* The problem
Below are entries; repeat exactly, and nothing else, the lines from the one holding "Return the mask of every instance of the <item>asphalt" through the one holding "Return the mask of every instance of the <item>car", inclusive. Leave the pictures out.

(Stored records)
--- START ---

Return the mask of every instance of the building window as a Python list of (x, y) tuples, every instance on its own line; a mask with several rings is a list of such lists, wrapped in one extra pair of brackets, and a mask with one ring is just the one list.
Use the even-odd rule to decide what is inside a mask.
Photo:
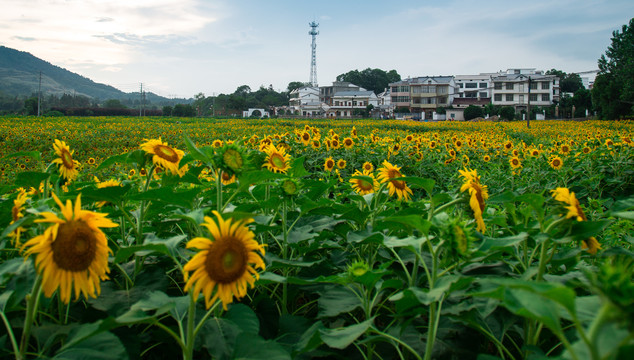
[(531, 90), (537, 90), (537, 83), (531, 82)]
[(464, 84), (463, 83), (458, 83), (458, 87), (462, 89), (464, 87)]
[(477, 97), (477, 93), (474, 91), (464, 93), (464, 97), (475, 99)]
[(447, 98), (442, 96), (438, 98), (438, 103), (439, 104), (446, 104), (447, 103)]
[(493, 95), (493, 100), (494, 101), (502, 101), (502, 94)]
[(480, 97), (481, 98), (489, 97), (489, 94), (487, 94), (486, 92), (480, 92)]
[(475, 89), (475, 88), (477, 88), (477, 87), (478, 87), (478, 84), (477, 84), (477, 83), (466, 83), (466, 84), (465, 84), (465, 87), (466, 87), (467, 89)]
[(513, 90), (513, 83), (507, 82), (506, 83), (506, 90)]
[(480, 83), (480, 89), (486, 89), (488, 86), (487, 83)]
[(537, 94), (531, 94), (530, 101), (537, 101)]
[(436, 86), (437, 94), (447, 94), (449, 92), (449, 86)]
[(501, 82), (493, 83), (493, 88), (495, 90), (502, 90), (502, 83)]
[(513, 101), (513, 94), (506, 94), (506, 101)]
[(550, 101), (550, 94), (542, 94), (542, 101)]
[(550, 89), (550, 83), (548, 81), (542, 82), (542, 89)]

--- END ---
--- START ---

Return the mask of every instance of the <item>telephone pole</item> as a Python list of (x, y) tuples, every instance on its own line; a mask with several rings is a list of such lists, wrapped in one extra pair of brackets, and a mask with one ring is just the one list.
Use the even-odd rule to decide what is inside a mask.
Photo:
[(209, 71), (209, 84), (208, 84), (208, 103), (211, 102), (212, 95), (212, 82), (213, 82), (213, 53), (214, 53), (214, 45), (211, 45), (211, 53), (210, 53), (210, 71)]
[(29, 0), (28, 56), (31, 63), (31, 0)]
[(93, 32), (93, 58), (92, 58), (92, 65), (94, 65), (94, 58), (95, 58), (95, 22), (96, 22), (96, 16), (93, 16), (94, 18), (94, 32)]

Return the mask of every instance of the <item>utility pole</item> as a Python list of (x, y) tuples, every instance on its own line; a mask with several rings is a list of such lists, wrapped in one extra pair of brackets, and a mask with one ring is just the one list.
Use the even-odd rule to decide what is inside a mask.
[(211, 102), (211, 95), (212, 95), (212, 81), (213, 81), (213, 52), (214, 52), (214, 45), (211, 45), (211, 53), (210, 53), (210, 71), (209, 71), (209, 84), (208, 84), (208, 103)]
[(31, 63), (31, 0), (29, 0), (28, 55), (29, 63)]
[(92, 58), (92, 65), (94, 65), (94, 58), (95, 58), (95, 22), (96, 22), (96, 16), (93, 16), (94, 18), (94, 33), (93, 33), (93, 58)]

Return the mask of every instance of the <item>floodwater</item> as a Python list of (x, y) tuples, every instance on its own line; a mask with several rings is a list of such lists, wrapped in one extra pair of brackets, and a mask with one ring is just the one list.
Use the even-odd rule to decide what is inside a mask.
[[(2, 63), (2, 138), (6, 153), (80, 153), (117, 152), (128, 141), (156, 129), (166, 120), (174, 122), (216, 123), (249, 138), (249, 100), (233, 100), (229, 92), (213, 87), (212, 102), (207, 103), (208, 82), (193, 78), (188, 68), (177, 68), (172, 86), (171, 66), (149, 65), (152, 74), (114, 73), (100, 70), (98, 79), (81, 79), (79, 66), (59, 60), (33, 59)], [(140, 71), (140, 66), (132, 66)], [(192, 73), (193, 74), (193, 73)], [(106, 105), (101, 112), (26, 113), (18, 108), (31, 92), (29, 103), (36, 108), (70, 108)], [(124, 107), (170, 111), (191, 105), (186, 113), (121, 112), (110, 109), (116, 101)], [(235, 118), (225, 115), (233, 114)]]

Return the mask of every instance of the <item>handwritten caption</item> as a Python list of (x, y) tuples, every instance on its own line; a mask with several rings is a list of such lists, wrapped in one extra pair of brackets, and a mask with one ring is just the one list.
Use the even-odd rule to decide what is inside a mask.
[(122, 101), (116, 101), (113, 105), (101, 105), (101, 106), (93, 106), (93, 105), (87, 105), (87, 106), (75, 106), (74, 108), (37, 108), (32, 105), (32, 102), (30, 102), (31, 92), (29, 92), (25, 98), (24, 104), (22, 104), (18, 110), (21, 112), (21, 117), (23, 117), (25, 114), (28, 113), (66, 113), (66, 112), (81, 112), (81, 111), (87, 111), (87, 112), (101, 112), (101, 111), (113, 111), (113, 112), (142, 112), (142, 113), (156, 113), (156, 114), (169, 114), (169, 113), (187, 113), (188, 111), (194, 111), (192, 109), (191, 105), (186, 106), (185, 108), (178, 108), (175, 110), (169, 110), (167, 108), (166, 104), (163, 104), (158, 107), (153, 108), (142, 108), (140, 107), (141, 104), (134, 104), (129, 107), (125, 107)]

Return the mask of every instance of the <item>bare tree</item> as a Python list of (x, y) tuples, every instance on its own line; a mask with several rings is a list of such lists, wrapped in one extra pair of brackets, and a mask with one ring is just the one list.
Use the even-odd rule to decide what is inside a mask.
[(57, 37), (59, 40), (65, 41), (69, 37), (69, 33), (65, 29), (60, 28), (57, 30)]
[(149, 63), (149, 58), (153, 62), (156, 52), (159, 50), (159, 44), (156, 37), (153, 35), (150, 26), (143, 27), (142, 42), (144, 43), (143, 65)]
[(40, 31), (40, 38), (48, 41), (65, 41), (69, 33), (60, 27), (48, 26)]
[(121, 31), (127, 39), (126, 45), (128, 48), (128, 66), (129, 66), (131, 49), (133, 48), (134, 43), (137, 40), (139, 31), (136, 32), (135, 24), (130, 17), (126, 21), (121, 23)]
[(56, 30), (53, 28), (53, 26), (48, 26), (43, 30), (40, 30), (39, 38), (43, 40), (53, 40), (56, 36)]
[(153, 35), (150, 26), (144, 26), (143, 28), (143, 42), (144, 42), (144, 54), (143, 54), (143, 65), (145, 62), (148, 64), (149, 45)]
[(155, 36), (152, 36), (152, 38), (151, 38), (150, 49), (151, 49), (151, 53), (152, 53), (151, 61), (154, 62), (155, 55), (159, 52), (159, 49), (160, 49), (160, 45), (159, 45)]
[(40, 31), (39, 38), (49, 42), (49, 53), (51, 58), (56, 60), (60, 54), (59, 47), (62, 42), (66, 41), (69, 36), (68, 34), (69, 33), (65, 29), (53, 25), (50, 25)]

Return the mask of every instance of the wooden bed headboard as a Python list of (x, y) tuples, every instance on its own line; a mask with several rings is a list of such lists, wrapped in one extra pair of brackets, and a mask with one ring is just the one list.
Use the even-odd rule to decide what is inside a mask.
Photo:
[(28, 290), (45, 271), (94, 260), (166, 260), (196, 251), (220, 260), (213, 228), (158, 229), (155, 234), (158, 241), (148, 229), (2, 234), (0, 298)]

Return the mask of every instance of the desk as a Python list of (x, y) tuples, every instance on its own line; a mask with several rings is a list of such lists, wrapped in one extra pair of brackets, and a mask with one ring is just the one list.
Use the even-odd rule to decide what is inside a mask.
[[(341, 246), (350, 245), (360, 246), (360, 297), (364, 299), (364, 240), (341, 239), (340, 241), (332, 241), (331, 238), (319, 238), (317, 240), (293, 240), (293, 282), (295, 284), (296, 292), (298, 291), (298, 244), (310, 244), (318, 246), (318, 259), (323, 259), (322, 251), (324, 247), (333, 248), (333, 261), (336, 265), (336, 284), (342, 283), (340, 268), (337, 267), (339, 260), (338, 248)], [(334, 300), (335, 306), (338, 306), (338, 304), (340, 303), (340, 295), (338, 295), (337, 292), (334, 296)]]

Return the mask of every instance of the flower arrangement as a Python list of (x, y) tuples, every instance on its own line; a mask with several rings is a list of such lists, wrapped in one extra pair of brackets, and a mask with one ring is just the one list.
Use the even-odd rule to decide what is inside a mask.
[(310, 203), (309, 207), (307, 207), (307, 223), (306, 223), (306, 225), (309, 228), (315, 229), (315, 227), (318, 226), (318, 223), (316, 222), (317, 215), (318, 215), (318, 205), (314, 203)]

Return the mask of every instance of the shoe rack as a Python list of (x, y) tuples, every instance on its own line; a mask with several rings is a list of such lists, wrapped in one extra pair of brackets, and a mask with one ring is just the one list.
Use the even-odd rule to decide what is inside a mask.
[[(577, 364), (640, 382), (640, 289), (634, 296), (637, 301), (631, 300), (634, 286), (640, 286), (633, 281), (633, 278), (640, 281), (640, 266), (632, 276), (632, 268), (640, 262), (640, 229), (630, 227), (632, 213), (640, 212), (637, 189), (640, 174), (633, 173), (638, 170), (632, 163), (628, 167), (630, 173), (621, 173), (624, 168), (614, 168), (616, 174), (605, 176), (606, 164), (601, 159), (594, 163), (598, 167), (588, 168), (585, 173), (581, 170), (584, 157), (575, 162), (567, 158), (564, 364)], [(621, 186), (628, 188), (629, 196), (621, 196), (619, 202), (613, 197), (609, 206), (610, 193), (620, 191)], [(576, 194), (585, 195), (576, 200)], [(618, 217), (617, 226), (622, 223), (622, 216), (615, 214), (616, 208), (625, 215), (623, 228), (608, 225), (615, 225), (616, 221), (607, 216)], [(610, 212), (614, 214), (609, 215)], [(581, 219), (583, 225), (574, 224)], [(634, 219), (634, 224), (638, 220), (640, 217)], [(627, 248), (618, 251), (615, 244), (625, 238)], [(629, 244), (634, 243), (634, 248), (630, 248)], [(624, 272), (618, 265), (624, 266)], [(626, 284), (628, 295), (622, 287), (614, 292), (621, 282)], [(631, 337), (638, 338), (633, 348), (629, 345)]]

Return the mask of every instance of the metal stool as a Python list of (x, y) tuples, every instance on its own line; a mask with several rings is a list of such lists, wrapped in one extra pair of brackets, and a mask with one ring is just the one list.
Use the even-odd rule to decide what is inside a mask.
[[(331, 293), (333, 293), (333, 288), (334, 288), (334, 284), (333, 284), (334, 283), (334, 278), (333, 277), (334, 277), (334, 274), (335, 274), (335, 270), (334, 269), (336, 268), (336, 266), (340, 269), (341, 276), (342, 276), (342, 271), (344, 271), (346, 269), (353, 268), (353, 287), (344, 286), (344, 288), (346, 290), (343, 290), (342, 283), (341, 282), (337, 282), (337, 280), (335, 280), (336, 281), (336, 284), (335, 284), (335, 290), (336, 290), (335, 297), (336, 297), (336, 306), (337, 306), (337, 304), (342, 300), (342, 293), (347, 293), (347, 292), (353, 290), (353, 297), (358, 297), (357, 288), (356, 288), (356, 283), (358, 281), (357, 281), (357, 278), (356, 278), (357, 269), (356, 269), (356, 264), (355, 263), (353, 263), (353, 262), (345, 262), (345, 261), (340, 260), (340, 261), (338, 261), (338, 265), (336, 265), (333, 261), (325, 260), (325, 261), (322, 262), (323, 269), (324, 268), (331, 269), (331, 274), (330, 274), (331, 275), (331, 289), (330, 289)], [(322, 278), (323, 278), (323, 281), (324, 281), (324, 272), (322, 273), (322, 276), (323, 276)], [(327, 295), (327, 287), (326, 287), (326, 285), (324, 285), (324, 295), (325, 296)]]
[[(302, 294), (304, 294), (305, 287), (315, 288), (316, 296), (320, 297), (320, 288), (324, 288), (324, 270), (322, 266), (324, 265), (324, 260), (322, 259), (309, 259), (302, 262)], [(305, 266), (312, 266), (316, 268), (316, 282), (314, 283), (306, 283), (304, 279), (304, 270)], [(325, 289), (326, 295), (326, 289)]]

--- END ---
--- START ---

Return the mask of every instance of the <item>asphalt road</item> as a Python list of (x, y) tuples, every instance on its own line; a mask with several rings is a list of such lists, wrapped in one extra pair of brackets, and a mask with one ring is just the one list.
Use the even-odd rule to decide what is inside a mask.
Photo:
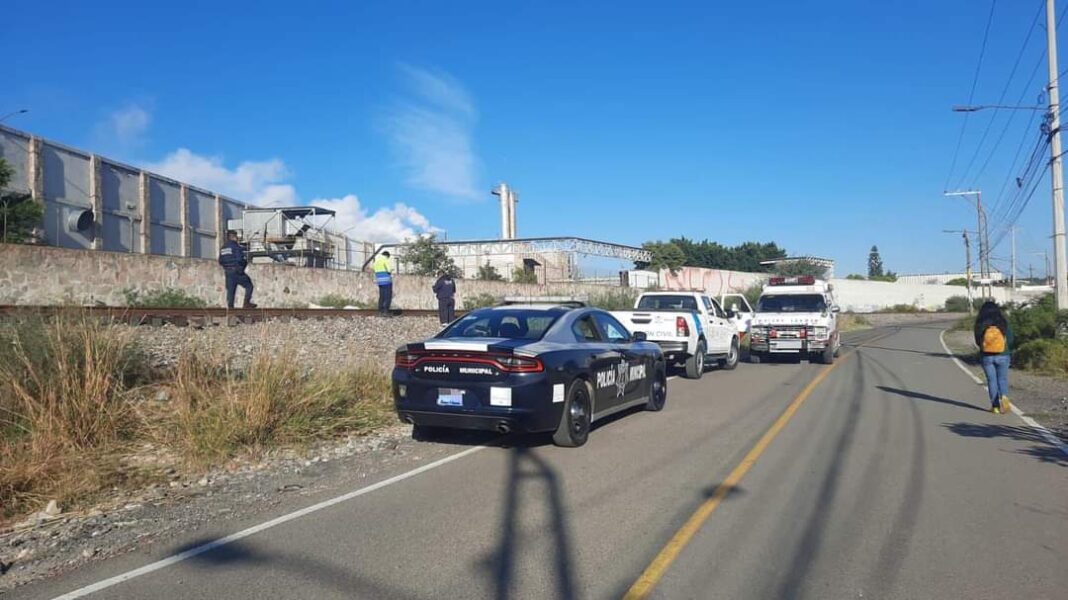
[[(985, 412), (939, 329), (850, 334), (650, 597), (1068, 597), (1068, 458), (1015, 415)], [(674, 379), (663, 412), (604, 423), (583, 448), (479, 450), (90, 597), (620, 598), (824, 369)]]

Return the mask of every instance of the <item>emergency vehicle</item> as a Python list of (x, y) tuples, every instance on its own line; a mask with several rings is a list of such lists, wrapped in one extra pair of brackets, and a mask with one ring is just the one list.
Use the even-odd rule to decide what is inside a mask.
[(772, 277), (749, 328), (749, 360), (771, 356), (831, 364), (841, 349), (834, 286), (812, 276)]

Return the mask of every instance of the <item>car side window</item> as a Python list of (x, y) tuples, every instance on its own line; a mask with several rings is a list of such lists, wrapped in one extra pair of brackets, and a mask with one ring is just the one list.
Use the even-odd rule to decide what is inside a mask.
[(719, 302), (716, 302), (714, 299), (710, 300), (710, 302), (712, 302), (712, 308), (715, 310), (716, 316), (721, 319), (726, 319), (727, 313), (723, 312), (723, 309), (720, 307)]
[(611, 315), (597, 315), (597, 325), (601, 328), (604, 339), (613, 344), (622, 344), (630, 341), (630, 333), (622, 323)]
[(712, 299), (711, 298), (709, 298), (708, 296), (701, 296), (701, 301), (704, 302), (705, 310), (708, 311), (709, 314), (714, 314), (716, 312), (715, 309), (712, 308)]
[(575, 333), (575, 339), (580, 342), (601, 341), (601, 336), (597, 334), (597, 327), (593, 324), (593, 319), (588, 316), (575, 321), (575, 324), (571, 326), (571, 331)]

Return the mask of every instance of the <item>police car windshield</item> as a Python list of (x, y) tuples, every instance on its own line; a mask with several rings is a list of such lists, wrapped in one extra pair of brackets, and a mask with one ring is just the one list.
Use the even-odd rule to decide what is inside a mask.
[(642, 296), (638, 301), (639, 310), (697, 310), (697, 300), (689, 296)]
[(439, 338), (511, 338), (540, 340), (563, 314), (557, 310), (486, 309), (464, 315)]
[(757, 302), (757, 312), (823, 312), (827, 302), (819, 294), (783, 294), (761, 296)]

--- END ---

* Task solution
Return the mask of every instance of the <item>asphalt road</item> as a Python list of (x, y) tuples, every instance on its own line; a mask with several rings is a list of such lists, wrapped in one extra pair of brackets, and a mask with one ring is just the one list.
Use the even-odd rule to decide what is inside a mask.
Photo:
[[(985, 412), (939, 329), (850, 334), (650, 597), (1068, 597), (1068, 458), (1015, 415)], [(674, 379), (663, 412), (604, 423), (583, 448), (479, 450), (90, 597), (620, 598), (824, 369)]]

Return the mask of every instance of the <item>emergency vehicle</item> as a Python list of (x, y) tuples, every instance on its own line; a mask with several rings is a list of such lists, wrapped in one extra pair of brackets, and a mask with one ring is just the one list.
Use the even-odd rule to decide what is inside a mask.
[(772, 277), (749, 328), (749, 360), (771, 356), (831, 364), (841, 349), (834, 286), (812, 276)]

Return the mask of every instance of the <item>car side window</item> as a Python list of (x, y) tuples, every instance on its own line; a mask with several rings is a list of such lists, wrapped in one extra pair of brackets, and a mask with one ring is just the one list.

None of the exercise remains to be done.